REQUIREMENTS:
Render all of the data below as a JSON list of strings, with one string per line and blank lines omitted. Leave the pictures out.

SUPPLIED DATA:
______
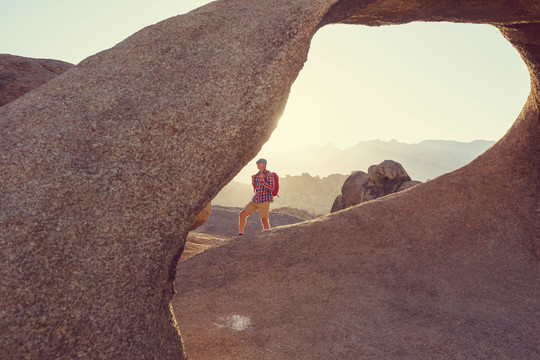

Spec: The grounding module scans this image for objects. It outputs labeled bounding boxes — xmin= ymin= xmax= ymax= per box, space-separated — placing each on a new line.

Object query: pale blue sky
xmin=0 ymin=0 xmax=529 ymax=153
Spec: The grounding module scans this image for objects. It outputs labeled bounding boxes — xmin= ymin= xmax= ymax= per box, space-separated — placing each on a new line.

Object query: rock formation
xmin=0 ymin=54 xmax=73 ymax=106
xmin=0 ymin=0 xmax=540 ymax=359
xmin=330 ymin=160 xmax=420 ymax=213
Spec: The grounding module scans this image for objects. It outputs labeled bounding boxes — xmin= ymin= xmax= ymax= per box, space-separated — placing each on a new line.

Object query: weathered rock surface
xmin=0 ymin=54 xmax=74 ymax=106
xmin=0 ymin=0 xmax=540 ymax=359
xmin=330 ymin=160 xmax=420 ymax=213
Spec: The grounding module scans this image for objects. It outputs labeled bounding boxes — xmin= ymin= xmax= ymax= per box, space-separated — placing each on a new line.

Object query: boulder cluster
xmin=330 ymin=160 xmax=421 ymax=212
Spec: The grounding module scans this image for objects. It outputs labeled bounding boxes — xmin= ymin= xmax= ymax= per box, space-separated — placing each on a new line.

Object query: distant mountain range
xmin=235 ymin=140 xmax=495 ymax=183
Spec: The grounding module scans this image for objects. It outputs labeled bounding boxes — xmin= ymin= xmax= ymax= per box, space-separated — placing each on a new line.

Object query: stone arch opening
xmin=235 ymin=23 xmax=530 ymax=182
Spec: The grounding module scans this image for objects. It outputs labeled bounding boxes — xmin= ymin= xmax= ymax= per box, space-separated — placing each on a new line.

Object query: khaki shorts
xmin=244 ymin=201 xmax=270 ymax=219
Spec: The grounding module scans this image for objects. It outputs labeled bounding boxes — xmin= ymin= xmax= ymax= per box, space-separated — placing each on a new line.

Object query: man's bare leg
xmin=261 ymin=218 xmax=270 ymax=230
xmin=238 ymin=210 xmax=249 ymax=235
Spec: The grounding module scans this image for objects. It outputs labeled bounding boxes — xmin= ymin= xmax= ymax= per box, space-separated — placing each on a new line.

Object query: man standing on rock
xmin=238 ymin=159 xmax=275 ymax=235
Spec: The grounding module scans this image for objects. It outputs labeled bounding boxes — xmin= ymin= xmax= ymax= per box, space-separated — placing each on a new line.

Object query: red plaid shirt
xmin=251 ymin=170 xmax=275 ymax=204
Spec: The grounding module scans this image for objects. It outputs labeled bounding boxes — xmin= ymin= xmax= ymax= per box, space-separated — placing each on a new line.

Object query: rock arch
xmin=0 ymin=0 xmax=540 ymax=359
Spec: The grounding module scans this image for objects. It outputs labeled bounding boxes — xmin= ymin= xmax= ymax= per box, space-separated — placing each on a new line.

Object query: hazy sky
xmin=0 ymin=0 xmax=529 ymax=157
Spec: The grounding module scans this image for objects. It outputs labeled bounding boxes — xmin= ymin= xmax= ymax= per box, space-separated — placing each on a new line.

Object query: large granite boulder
xmin=330 ymin=160 xmax=414 ymax=213
xmin=0 ymin=0 xmax=540 ymax=359
xmin=0 ymin=54 xmax=74 ymax=106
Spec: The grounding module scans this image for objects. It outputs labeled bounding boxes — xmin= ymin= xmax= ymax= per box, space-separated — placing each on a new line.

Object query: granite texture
xmin=0 ymin=0 xmax=540 ymax=359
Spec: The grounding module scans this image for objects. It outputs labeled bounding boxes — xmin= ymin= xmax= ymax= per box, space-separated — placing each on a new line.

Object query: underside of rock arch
xmin=0 ymin=0 xmax=540 ymax=359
______
TASK ANSWER:
[
  "Spec: The grounding module scans this image for objects. It outputs labeled bounding boxes — xmin= ymin= xmax= ymax= per box, space-separated — placing each on a new line.",
  "Object query: pale blue sky",
  "xmin=0 ymin=0 xmax=529 ymax=153",
  "Spec: The grounding module scans this image for objects. It outputs labeled bounding boxes — xmin= ymin= xmax= ymax= per box, space-separated — placing each on a new line.",
  "Object query: rock formation",
  "xmin=0 ymin=54 xmax=73 ymax=106",
  "xmin=0 ymin=0 xmax=540 ymax=359",
  "xmin=330 ymin=160 xmax=420 ymax=213",
  "Spec: The grounding module scans this image for objects. It outputs labeled bounding boxes — xmin= ymin= xmax= ymax= per box, space-separated — placing each on a new line.",
  "Object query: weathered rock surface",
  "xmin=0 ymin=54 xmax=74 ymax=106",
  "xmin=0 ymin=0 xmax=540 ymax=359",
  "xmin=330 ymin=160 xmax=420 ymax=213",
  "Spec: The grounding module scans this image for objects. It outputs labeled bounding boxes — xmin= ymin= xmax= ymax= per box, space-separated — placing each on a new line.",
  "Object query: boulder cluster",
  "xmin=330 ymin=160 xmax=421 ymax=212",
  "Spec: The grounding module scans this image for objects. It outputs labeled bounding boxes — xmin= ymin= xmax= ymax= per box, space-separated — placing each on a new line.",
  "Object query: distant mountain range",
  "xmin=235 ymin=140 xmax=495 ymax=183",
  "Spec: The grounding module scans this image for objects. It outputs labeled bounding boxes — xmin= ymin= xmax= ymax= per box, space-separated — placing each on a new line.",
  "Object query: stone arch opening",
  "xmin=235 ymin=23 xmax=530 ymax=182",
  "Spec: The grounding module scans this image for objects. It outputs labeled bounding boxes — xmin= ymin= xmax= ymax= per box, space-separated — placing each on a new line.",
  "Object query: khaki shorts",
  "xmin=244 ymin=201 xmax=270 ymax=219",
  "Spec: The grounding module scans this image for objects. It outputs labeled bounding boxes — xmin= ymin= xmax= ymax= per box, space-separated — placing each on a new line.",
  "Object query: man's bare leg",
  "xmin=261 ymin=218 xmax=270 ymax=230",
  "xmin=238 ymin=210 xmax=249 ymax=235",
  "Spec: The grounding module scans this image for objects. It outputs labeled bounding boxes — xmin= ymin= xmax= ymax= per box, space-separated — placing each on a new line.",
  "Object query: man standing on rock",
  "xmin=238 ymin=159 xmax=275 ymax=235",
  "Spec: The grounding module scans this image for objects. It outputs labeled bounding boxes — xmin= ymin= xmax= ymax= per box, space-separated — placing each on a new line.",
  "Object query: red plaid shirt",
  "xmin=251 ymin=170 xmax=275 ymax=204",
  "Spec: The grounding module scans this image for objects. It outputs labeled bounding boxes — xmin= ymin= xmax= ymax= per box, space-separated — placing each on a new line.",
  "Object query: rock arch",
  "xmin=0 ymin=0 xmax=540 ymax=359",
  "Spec: The grounding module scans this image for objects. It outputs labeled bounding boxes — xmin= ymin= xmax= ymax= per box, space-separated — placing each on a new line.",
  "Object query: hazy sky",
  "xmin=0 ymin=0 xmax=529 ymax=157",
  "Spec: The grounding module scans this image for objects. It outputs labeled bounding boxes — xmin= ymin= xmax= ymax= per box, space-separated — placing each on a new line.",
  "Object query: large granite boulder",
  "xmin=330 ymin=160 xmax=414 ymax=213",
  "xmin=0 ymin=0 xmax=540 ymax=359",
  "xmin=0 ymin=54 xmax=74 ymax=106",
  "Spec: The grounding module scans this image for objects. It outputs labeled bounding boxes — xmin= ymin= xmax= ymax= per box, space-separated — placing each on a new line.",
  "Object query: granite texture",
  "xmin=0 ymin=0 xmax=540 ymax=359",
  "Spec: The grounding module scans this image for objects. It outputs labeled bounding boxes — xmin= ymin= xmax= ymax= per box, space-separated — placing each on a new line.",
  "Object query: underside of rock arch",
  "xmin=0 ymin=0 xmax=540 ymax=359"
]